■ **WHAT YOU HAVE TO DO**
Return every line below that contains the string "woman", matching case exactly.

■ **DATA SUPPLIED**
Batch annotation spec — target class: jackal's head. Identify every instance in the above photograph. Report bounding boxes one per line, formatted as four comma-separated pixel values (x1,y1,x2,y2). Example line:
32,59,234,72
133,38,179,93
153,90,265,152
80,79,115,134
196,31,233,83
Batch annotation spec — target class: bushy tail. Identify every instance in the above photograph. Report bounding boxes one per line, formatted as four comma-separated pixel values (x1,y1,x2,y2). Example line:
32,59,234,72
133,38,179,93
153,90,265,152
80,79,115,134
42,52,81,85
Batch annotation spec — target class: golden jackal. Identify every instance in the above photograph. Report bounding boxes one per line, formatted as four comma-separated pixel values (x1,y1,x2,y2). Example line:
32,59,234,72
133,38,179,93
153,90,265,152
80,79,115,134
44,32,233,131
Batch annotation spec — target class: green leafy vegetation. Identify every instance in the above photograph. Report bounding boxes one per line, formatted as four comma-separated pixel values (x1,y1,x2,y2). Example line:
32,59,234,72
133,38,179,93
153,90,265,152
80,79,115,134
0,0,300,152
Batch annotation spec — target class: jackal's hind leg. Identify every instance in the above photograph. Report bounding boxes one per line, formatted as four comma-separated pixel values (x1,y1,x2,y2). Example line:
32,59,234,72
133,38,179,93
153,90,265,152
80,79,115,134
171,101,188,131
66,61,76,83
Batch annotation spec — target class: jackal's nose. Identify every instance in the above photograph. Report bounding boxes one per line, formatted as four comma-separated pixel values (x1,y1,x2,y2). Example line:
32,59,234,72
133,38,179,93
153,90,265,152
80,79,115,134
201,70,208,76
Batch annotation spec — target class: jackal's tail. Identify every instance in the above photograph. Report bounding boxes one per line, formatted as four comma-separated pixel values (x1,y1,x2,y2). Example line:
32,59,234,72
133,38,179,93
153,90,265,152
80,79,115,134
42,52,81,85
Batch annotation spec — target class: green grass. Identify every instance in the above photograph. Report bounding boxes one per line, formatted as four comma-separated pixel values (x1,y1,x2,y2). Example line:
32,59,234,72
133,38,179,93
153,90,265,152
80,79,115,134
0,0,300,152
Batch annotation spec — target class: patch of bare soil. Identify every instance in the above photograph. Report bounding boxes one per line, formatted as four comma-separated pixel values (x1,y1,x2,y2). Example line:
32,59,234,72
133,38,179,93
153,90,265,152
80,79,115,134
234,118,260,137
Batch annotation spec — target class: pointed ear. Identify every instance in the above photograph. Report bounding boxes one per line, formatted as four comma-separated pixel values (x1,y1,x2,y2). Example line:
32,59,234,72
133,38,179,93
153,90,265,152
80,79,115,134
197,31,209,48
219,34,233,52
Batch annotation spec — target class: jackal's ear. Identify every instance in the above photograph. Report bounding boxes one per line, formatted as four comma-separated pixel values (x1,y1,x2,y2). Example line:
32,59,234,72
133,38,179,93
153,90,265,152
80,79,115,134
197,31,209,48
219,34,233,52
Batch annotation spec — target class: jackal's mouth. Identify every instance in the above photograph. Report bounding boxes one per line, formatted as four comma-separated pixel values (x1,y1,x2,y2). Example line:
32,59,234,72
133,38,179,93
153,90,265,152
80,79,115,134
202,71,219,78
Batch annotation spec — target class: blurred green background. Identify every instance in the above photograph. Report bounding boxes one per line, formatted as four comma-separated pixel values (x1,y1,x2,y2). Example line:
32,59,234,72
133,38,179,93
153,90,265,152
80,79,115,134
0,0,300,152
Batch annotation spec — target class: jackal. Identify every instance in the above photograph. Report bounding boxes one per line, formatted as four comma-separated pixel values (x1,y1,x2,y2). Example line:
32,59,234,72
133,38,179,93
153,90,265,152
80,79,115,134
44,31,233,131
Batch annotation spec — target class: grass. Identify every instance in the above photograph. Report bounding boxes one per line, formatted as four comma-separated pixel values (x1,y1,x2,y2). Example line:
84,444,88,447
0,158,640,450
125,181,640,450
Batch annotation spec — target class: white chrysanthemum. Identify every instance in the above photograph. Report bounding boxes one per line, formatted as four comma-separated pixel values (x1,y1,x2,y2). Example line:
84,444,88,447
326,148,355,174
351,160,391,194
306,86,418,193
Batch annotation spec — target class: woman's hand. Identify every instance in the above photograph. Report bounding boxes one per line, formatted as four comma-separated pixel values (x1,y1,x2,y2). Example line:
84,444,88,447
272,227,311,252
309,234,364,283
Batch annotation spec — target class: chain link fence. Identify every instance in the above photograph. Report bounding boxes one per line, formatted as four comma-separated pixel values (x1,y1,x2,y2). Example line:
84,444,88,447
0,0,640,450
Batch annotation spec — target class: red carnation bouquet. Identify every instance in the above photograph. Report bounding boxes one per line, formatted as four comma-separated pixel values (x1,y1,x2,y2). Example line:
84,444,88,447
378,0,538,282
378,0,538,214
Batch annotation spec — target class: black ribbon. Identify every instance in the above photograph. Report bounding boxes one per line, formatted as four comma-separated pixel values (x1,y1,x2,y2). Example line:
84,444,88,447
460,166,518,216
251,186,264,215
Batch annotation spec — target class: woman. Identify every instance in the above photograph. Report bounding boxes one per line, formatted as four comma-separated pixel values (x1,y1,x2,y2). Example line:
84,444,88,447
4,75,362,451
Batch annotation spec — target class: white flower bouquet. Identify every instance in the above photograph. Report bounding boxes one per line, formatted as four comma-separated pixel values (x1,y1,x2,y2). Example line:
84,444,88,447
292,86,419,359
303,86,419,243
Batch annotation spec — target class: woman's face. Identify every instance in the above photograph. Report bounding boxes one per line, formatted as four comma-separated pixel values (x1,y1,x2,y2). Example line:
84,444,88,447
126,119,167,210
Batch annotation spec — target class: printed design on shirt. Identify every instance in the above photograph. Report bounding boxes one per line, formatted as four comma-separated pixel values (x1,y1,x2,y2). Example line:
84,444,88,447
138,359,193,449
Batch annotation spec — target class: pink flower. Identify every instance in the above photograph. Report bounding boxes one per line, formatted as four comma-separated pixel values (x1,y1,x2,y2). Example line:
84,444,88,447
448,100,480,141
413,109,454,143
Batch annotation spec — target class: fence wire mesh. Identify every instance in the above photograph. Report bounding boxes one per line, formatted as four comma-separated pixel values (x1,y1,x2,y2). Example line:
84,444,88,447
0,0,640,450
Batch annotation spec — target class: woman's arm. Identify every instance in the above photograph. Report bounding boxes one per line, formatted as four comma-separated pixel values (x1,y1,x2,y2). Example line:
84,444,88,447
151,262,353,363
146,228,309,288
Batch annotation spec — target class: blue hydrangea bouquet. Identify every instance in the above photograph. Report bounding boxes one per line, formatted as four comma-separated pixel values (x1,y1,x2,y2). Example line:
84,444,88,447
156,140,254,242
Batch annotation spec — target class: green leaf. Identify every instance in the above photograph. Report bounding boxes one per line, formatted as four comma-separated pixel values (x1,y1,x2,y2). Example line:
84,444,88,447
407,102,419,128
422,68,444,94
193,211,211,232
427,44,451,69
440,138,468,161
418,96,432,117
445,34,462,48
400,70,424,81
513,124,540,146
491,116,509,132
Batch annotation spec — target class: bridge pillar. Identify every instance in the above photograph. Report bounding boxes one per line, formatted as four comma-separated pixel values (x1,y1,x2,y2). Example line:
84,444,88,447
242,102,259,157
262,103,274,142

■ **RIGHT ANSWER**
Batch annotation spec — target class: woman's hand. Identify every instance in the above photograph. Report bounding boxes one per line, formatted as four comma-separated pixel values (x1,y1,x2,y2). Example line:
Batch annotation spec — target class: woman. Identify every instance in the above photograph. Report bounding boxes one per line, formatted as four comma-separated pixel values (x1,y1,x2,y2). Example line:
Batch annotation spec — target class: woman's face. Identify every instance in the above photograph. Report bounding boxes one per line, formatted as four comma-separated pixel values (x1,y1,x2,y2). Example line:
Batch annotation spec — target class: woman's arm. Identify every instance in the above photograph. Report bounding boxes one per line, formatted as four comma-separated pixel values (x1,y1,x2,y2). Example line:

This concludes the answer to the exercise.